Consigne 1 →
Traduisez en anglais cette phrase de l’extrait sur le trafic de drogue en Afghanistan et au Pakistan : « Selon le Département d’État américain, en 2007, l’Afghanistan fournissait 93 % de l’opium mondial. »
Consigne 2 →
Rédigez la suite de l’extrait sur le trafic de drogue en Afghanistan et au Pakistan, en partant de sa dernière phrase.

Extrait du texte →
Pourtant, avant 1986, la seule saisie importante d’héroïne au Pakistan avait été réalisée grâce à l’insistance d’un procureur norvégien ; pas une seule ne fut initiée par les 17 officiers des services des stupéfiants de l’ambassade US. À New York, 8 tonnes de morphine-base pakistano-afghane, d’une source pakistanaise unique, approvisionnèrent la « Pizza Connection ». Selon un superviseur du FBI qui était proche de l’affaire, cette branche new-yorkaise de la mafia sicilienne aurait été responsable de 80 % de l’héroïne atteignant les États-Unis entre 1978 et 1984 [17].
Durant cette période, William Casey, alors directeur de la CIA, semble avoir mis en œuvre un plan suggéré en 1980 par l’ancien chef des renseignements extérieurs français, Alexandre de Marenches. D’après ce projet, l’Agence devait discrètement fournir des drogues aux troupes soviétiques [18]. Bien que de Marenches ait démenti ensuite l’exécution de ce plan, baptisé opération Mosquito, des rapports indiquent que de l’héroïne, du hachisch et même de la cocaïne d’Amérique latine parvinrent rapidement aux soldats soviétiques. Par ailleurs, ces rapports affirment également qu’avant la fin de la guerre, « une poignée d’agents des renseignements américains étaient profondément impliques dans le trafic de drogue » ; ils agissaient de concert avec la BCCI [19] liée à l’ISI et à la CIA [20]. Mathea Falco, chef du Contrôle international des drogues (International Narcotics Control) au Département d’État de l’administration Carter, confirma à Maureen Orth que la CIA et l’ISI encourageaient conjointement les moudjahidines à rendre accros les soldats soviétiques [21].
Selon le Département d’État américain, en 2007, l’Afghanistan fournissait 93 % de l’opium mondial. Dans le même temps, d’après l’Office des Nations unies contre la Drogue et le Crime (ONUDC), la production illicite de pavot rapportait 4 milliards de dollars à l’Afghanistan [22], soit plus de la moitié de l’économie totale du pays, qui s’élevait à 7,5 milliards de dollars [23]. Elle représentait également environ un tiers de l’économie du Pakistan, et une manne considérable pour l’ISI en particulier, dont certains éléments étaient devenus essentiels dans le trafic de drogue en Asie centrale. En 1999, le Programme des Nations unies pour le contrôle international des drogues estima que l’ISI empochait annuellement 2,5 milliards de dollars grâce au narcotrafic illégal [24].

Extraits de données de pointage
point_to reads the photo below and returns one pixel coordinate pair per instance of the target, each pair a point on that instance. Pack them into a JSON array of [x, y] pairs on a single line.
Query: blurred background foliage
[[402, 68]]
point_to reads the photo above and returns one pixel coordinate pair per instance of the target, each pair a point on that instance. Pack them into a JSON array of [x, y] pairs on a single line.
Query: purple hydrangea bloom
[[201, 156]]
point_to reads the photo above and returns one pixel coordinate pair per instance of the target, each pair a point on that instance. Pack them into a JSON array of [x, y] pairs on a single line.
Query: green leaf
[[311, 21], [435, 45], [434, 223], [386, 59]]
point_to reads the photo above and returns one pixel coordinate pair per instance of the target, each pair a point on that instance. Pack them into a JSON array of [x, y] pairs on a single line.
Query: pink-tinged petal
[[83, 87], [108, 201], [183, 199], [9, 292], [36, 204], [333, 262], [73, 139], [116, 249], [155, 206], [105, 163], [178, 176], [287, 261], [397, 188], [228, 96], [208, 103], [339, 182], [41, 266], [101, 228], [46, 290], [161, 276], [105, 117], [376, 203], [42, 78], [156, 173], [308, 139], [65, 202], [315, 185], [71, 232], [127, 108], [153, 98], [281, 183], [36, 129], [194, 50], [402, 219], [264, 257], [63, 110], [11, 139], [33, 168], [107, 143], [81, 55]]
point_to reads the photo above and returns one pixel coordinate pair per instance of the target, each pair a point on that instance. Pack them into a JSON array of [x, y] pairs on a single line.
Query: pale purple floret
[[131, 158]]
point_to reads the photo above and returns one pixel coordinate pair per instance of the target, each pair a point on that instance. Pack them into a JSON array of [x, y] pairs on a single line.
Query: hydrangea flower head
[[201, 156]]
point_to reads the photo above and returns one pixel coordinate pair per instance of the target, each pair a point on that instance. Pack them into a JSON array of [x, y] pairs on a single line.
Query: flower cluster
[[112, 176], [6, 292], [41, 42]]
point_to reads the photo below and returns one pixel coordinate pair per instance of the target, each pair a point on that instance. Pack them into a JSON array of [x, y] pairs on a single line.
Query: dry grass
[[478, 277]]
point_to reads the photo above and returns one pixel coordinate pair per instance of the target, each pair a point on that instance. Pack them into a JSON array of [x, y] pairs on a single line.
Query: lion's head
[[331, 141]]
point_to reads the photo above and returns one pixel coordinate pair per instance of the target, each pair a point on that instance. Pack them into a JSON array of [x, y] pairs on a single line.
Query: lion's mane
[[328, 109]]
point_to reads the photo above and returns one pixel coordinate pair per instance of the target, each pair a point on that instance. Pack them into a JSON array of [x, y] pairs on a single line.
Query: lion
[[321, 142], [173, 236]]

Réponse 1 →
According to the U.S. State Department, in 2007 Afghanistan supplied 93% of the world's opium.

Réponse 2 →
2001 : le retour des États-Unis en Afghanistan, de nouveau avec le soutien des trafiquants de drogue
Les coûts sociaux de cette guerre alimentée par la drogue continuent de nous affecter. Par exemple, il y aurait aujourd’hui 5 millions d’héroïnomanes au seul Pakistan. Et pourtant, en 2001, les États-Unis, avec l’aide des trafiquants, relancèrent leurs tentatives d’imposer un processus d’édification nationale à un quasi-État, comptant au moins une douzaine de groupes ethniques majeurs parlant des langues différentes. D’une manière qui rappelle l’utilisation des Hmongs au Laos, les États-Unis lancèrent leur campagne afghane en coordination avec une minorité distincte, l’Alliance du Nord dominée par les Tadjiks. Pour faire une analogie encore plus proche, la CIA – dans les dernières semaines de la présidence Clinton en 2000 –, choisit comme principal allié Ahmed Shah Massoud de l’Alliance du Nord. Cette décision fut prise malgré les objections de certains conseillers à la Sécurité nationale, sachant que « Massoud était un trafiquant de drogue ; si la CIA établissait une base permanente [avec lui] au Panshir, elle risquait d’être happée dans le trafic d’héroïne [25] ».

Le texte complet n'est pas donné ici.